***** DATA TO USE *****

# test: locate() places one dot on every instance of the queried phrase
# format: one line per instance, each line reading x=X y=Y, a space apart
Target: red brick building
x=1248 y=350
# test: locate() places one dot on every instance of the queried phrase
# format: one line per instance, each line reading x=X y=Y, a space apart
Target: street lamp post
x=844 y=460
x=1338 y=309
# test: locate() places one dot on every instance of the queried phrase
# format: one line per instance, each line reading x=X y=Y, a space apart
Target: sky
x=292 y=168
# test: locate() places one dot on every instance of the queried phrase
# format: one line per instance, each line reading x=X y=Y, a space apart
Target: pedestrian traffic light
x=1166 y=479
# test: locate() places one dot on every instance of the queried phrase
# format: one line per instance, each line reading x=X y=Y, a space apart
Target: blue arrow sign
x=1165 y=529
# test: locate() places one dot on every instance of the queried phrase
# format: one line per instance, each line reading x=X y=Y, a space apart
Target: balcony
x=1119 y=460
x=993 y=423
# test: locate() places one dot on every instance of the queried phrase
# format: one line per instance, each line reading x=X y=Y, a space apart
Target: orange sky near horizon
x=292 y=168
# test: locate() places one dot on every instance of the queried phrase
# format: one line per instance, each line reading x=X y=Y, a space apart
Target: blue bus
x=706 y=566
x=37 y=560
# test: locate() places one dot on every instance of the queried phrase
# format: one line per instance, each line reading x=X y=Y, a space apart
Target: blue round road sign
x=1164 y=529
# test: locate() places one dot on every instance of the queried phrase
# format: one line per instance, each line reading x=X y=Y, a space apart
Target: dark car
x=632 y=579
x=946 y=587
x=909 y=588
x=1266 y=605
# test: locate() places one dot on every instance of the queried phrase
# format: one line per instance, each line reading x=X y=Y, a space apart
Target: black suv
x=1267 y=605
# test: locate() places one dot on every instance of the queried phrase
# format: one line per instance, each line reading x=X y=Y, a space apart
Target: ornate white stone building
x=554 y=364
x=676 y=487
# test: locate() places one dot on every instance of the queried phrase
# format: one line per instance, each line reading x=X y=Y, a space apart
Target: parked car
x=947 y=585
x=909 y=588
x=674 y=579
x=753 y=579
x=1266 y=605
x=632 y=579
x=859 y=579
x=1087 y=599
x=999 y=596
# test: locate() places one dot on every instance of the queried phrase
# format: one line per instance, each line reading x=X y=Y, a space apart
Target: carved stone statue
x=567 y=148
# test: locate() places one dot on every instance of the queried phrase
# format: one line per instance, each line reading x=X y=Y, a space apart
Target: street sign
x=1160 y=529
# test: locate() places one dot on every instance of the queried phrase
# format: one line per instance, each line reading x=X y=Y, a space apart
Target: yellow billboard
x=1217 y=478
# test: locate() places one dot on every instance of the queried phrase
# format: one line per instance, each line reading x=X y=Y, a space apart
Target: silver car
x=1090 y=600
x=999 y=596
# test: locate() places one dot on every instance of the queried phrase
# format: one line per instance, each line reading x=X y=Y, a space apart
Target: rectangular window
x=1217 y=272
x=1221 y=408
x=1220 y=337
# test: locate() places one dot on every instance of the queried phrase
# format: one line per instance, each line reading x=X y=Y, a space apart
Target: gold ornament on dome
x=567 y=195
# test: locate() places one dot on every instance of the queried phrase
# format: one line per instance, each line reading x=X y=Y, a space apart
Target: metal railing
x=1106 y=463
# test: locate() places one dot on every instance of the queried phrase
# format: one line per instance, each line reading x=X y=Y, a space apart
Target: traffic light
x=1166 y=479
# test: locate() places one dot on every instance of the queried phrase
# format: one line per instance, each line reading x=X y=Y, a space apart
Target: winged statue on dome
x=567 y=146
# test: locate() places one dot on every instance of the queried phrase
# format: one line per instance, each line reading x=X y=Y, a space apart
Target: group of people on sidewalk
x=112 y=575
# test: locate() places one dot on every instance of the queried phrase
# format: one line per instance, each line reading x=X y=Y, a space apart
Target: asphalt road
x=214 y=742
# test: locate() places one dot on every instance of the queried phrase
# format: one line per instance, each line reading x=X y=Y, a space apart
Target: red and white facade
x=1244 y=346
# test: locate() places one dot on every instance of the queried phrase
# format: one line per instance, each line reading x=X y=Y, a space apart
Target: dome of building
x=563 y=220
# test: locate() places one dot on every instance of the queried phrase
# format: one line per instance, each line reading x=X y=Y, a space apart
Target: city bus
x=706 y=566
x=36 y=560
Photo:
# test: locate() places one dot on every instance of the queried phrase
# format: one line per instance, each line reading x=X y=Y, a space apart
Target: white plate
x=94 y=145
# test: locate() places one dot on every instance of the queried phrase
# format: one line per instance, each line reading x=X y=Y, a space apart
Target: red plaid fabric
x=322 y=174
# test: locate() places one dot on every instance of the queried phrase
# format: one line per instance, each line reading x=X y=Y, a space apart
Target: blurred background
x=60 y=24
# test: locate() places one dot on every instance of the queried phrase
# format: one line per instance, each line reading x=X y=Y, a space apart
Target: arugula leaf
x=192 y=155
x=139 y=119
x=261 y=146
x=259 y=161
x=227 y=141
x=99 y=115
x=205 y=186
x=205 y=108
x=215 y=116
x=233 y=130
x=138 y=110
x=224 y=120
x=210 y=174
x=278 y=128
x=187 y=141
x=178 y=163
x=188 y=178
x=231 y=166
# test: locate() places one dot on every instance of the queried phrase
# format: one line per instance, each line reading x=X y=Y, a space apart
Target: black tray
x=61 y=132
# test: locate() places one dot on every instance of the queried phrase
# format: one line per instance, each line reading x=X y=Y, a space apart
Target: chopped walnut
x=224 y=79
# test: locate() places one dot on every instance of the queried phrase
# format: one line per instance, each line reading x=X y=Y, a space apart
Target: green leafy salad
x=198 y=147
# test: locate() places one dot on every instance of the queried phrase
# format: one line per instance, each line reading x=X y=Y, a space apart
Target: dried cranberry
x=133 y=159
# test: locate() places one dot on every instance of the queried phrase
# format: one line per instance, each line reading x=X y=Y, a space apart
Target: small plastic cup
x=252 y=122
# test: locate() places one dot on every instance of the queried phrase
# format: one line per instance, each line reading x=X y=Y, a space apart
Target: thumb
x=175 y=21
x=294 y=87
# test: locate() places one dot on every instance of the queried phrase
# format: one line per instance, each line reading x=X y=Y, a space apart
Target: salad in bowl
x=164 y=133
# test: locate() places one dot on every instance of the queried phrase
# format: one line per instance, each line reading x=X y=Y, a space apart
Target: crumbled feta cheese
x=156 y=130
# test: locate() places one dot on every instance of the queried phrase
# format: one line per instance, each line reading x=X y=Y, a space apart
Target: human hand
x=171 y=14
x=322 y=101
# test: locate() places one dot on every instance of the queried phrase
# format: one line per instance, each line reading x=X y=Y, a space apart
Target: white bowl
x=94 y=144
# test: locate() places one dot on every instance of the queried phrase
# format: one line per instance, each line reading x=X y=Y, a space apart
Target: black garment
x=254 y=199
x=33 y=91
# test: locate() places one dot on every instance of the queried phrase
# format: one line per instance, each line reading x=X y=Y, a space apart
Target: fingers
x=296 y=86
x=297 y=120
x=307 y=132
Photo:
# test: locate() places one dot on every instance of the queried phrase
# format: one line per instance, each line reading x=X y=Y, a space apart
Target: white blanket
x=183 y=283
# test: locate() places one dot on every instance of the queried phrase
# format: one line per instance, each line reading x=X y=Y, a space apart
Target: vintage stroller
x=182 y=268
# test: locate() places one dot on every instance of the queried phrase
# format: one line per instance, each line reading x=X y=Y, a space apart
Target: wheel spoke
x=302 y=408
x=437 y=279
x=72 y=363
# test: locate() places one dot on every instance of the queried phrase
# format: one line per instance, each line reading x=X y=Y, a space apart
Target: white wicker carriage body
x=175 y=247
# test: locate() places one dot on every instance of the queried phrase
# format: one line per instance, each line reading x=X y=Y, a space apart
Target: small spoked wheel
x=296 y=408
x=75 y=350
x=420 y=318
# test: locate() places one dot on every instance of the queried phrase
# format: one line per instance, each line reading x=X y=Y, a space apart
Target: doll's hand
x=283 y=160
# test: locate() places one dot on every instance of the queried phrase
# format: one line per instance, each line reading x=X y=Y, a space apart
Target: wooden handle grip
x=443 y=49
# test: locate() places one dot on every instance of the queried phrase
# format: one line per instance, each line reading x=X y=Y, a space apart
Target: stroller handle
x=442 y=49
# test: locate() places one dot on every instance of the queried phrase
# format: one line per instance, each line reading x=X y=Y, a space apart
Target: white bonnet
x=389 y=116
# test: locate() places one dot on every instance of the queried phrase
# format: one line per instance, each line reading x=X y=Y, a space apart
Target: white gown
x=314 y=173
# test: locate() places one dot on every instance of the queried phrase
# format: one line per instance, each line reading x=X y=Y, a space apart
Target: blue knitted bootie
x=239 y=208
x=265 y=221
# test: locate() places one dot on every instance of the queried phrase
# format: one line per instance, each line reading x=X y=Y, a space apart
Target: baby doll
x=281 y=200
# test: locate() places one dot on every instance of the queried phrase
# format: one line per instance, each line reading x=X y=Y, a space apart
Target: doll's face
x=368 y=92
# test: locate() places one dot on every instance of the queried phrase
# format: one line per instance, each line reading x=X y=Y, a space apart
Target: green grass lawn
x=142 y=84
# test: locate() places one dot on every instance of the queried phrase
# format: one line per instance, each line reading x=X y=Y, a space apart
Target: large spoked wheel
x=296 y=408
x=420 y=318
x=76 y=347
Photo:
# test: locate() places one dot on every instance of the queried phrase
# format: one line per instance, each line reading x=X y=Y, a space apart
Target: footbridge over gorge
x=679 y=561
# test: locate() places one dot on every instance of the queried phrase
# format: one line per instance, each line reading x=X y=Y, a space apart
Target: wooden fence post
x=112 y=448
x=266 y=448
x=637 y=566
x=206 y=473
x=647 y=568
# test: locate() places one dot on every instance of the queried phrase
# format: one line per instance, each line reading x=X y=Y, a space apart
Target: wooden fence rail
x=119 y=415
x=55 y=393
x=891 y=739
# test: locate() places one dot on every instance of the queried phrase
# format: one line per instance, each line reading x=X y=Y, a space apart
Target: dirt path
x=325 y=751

*****

GIVEN EXERCISE: Count the lines of the records above that contain the string "post", and give only that number.

CORRECT OUTPUT: 2